## TASK DESCRIPTION
Copy out each line of the material below that contains the string "window", counting a line only when the letters match in case.
:: PROVIDED DATA ::
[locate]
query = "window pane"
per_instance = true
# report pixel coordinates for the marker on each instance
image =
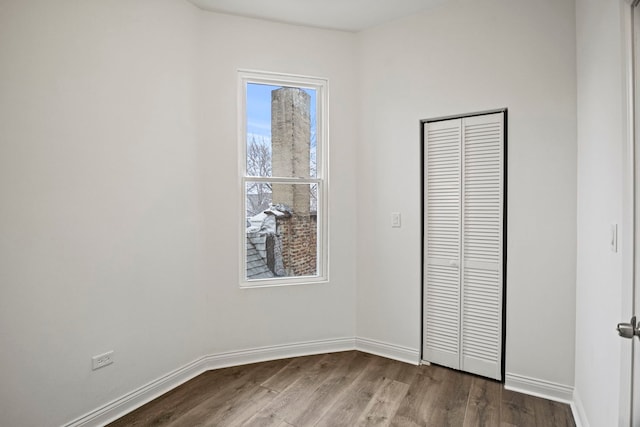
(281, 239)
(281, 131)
:::
:: PROVIDED DATA ::
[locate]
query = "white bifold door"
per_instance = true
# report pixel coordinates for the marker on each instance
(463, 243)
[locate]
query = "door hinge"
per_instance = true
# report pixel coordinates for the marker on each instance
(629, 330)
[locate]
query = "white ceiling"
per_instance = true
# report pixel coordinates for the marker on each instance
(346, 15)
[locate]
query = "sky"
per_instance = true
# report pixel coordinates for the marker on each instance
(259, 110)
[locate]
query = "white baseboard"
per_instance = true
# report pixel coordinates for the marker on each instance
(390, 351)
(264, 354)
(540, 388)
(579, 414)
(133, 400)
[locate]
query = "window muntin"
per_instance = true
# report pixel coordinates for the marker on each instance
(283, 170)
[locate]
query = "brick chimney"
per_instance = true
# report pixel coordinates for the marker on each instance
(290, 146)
:::
## OUTPUT FOR THIS EXERCISE
query = "window pane"
query = "window muntin"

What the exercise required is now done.